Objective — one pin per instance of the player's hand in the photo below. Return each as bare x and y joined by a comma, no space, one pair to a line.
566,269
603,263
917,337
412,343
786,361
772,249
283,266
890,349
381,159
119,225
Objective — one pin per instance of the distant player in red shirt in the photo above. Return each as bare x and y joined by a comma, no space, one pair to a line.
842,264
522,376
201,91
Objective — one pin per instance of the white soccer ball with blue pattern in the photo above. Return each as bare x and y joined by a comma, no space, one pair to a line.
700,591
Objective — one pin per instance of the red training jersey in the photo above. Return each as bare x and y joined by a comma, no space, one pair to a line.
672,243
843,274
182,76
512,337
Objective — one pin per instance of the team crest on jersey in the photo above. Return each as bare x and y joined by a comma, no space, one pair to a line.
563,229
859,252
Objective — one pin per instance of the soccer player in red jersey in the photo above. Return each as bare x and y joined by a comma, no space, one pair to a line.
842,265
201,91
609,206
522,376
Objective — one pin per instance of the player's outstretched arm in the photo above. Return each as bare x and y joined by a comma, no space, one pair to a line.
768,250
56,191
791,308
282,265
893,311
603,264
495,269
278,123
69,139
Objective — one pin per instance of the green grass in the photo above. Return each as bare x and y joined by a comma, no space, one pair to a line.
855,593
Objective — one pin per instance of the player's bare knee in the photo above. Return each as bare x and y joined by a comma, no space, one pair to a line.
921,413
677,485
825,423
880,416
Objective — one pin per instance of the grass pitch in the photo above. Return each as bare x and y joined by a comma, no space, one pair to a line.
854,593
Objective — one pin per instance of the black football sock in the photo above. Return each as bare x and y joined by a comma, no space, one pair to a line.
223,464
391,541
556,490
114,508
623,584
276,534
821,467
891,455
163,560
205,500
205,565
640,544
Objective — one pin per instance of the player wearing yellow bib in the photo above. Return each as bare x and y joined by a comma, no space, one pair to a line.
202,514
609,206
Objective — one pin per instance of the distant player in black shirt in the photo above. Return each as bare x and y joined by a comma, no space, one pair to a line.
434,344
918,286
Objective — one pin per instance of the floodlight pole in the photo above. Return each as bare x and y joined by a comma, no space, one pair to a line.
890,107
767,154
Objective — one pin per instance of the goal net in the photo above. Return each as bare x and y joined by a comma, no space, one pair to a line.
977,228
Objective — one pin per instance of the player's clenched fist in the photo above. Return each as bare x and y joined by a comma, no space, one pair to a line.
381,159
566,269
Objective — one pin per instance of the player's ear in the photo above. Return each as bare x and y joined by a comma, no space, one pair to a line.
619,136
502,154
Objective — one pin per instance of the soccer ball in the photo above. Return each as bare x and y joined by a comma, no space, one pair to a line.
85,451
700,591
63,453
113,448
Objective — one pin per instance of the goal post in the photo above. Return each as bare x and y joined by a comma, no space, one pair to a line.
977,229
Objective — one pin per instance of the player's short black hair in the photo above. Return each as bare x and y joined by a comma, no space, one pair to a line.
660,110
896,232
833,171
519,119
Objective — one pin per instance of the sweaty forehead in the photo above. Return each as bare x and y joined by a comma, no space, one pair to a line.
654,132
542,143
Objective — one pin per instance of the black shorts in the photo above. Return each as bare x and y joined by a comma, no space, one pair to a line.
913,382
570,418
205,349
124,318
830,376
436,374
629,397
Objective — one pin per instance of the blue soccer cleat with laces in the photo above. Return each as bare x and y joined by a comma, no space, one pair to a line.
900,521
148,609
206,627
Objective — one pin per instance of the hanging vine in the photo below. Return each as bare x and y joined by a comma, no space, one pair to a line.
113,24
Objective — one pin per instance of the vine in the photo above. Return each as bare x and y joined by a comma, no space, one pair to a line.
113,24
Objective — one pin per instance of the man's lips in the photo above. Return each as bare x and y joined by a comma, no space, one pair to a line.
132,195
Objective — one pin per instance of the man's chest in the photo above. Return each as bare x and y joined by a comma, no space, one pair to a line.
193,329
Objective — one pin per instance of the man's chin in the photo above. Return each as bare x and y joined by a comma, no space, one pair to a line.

::::

Your task is to copy all of the entries exactly.

REPLY TO THE EXERCISE –
Objective — one pin per instance of the player's hand in the photo below. Return each as bare x and y joined by a comma, no space, one pair to a line.
566,269
603,263
917,337
412,343
786,361
772,249
283,266
890,349
381,159
119,225
Objective — one pin per instance of the distant player in red shirt in the photo above. Return each as bare x and y joined by a comma, no space, one pair to a line.
842,264
522,376
201,91
Objective — one pin per instance of the white soccer ball with blue pattern in the photo above. Return each as bare x and y joined by a comma, no space, one pair to a line.
700,591
Objective — one pin per instance of the red training jersey in the photo above. Return each as bare x and y joined by a comma, no space, one pair to a line.
672,243
843,274
182,76
512,337
Objective — one pin per instance of the team crest on jersey in the photo above. Return each as bare x and y joined by a comma, no space, one pair to a line.
563,229
859,252
Objective — one pin per instance of the soccer player in red jersey in the photo above. Return each as bare x and y joined by a comma, no space, one pair to a line.
842,265
201,91
609,206
522,376
Objective — one pin per instance of the player's outstretched arm in the photo above. Return each as bare x and y joined by a comma, no space, one pair to a line.
768,250
56,191
791,308
282,265
893,311
603,264
495,269
278,123
69,139
Objective — one pin per instance of the green grass in the photo above. Return each as bare x and y joined by a comma, no space, one pair to a line.
855,593
Objective — one pin per instance of the player's bare knee in the photo above. Return each as bare x and y joined by a comma, no space, one pair to a line.
921,413
677,485
825,423
880,416
Objective — one pin per instance of the grass pitch in the photo above. Return each as bare x and y joined by a comma, no space, one pair to a line.
854,593
Objective — one pin per instance of the black football sock in the photo above. Return each as bare x and y joined by a comma, no space, one pair to a line.
223,464
391,541
556,490
114,508
623,584
276,534
821,467
891,455
163,560
205,500
205,565
640,544
Objective — one pin per instance of the player wearing yellow bib in the photo above. Return each as bare x and y joined by a comma, no space, one pair to a line.
202,514
609,206
Objective — one pin per instance of the distant player in black shirt in the photo above. Return each as bare x and y joined by a comma, no space, one pair to a line.
434,344
918,286
Objective — one pin per instance of the floodlight pole in the photo above. Return each as bare x and y joined by a comma, no space, one pair to a line.
890,107
767,154
Objective — one pin per instance of the goal net in the photo above. Return each as bare x and y joined by a comma, no space, one pair to a line.
977,228
Objective — one pin per instance of the player's clenched fist in the photo above. Return each as bare x and y joined by a comma, no space, one pair to a line.
381,159
566,269
Objective — one pin per instance of the player's ear in the photo above. Return each as bare x and y joined by a comma, no space, one pair to a line.
619,136
502,154
Objective — one pin per instance of the soccer ball in the photo above. Return each as bare x and y joined by a comma, no space, one pair to a line.
85,451
700,591
63,453
113,448
Objective — one pin per instance of the goal post in the photo above. Return each as bare x and y joined by a comma, no space, one pair to a line.
977,229
Objective — one pin per instance of the player's short black hair in the photo above. Return each as bare x and y joined by a comma, no space, one pair to a line.
660,110
896,232
833,171
519,119
Objective — one pin per instance of the sweaty forehead in the photo above. Return each as bare x and y joined by a comma, no space, one pair to a line.
654,132
542,143
Objective — one pin per instance of the black shorts in the photo above. Return each as bare x and y joined by a comma, no space, one pair to a line.
913,382
570,418
205,349
124,318
830,376
436,374
629,397
Objective — one pin per instance of the blue soccer cleat with laces in the photo above. Return each as bare x and y joined by a comma, no space, one pair to a line.
900,521
148,609
206,627
Objective — one pin per instance of the hanging vine in the photo below. Return each as bare x and y joined by a comma, no space, one pair to a line.
113,24
Objective — one pin per instance of the vine in the photo above. Return each as bare x and y joined by a comma, no space, one pair to a line.
113,24
Objective — one pin per instance of the man's lips in the photo above. Return each as bare x and y joined by a comma, no space, one pair to a line.
132,195
Objective — one pin per instance of the man's chest in the photo above. Return each as bare x and y joined by a comma, no space, one pair to a line.
193,329
Objective — one pin per instance of the man's chin in the photo above. Return each as bare x and y joined by a comma, no space, one pair to a line.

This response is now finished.